-------- Records for this task --------

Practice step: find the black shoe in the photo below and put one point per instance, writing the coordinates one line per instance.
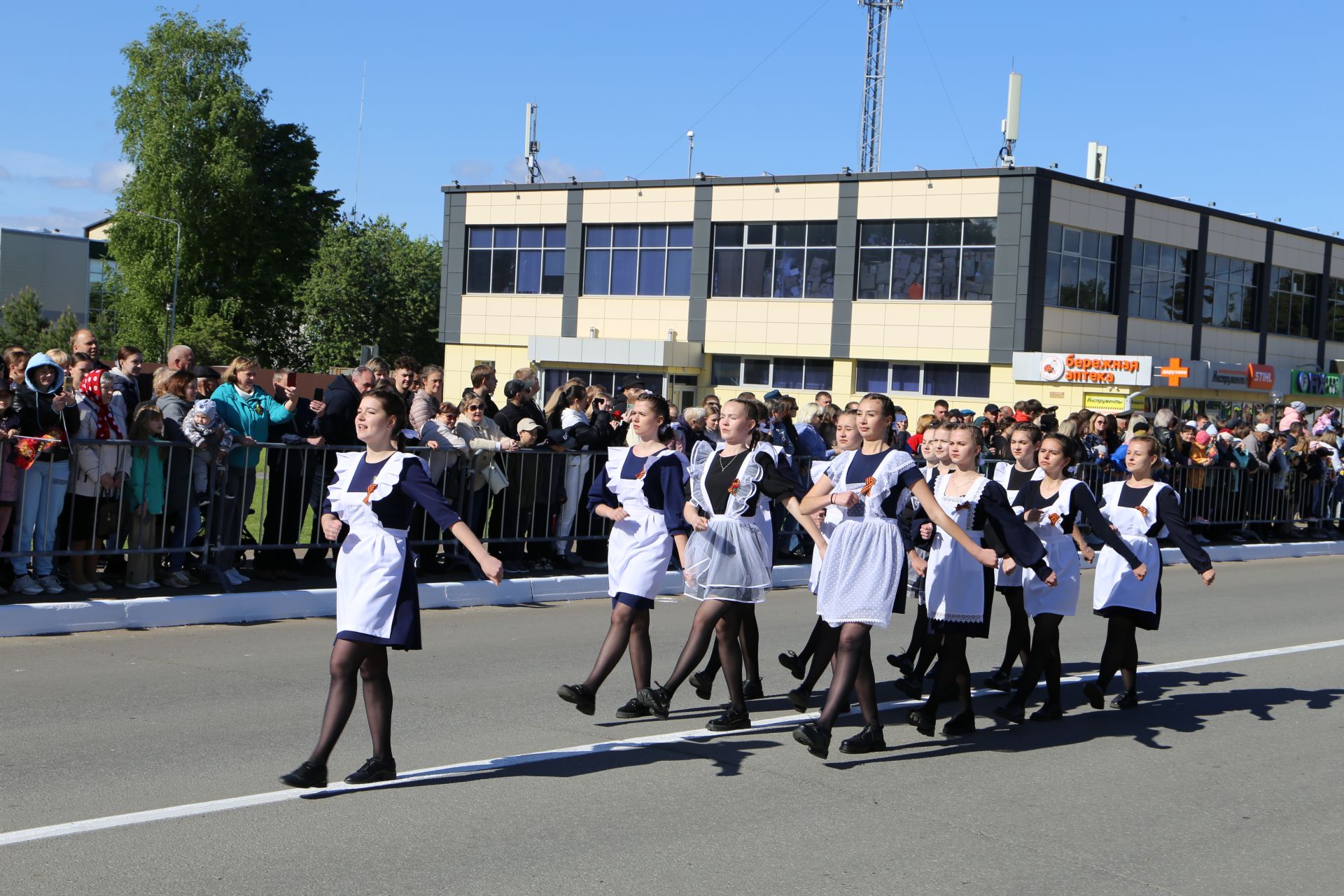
(818, 742)
(375, 769)
(910, 687)
(582, 699)
(923, 722)
(632, 710)
(902, 662)
(997, 681)
(796, 665)
(961, 724)
(867, 741)
(1049, 713)
(307, 776)
(657, 700)
(730, 720)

--------

Stated exercise:
Copy the entries above word for word, including every coordinate line, and leave the picture out.

Answer for this exercise:
Practice step: find the black shoe in the photo below and put one point per instance, writing the coordinates one line per instance.
(818, 742)
(375, 769)
(910, 687)
(582, 699)
(923, 722)
(632, 710)
(902, 662)
(997, 681)
(796, 665)
(961, 724)
(867, 741)
(1049, 713)
(307, 776)
(657, 700)
(730, 720)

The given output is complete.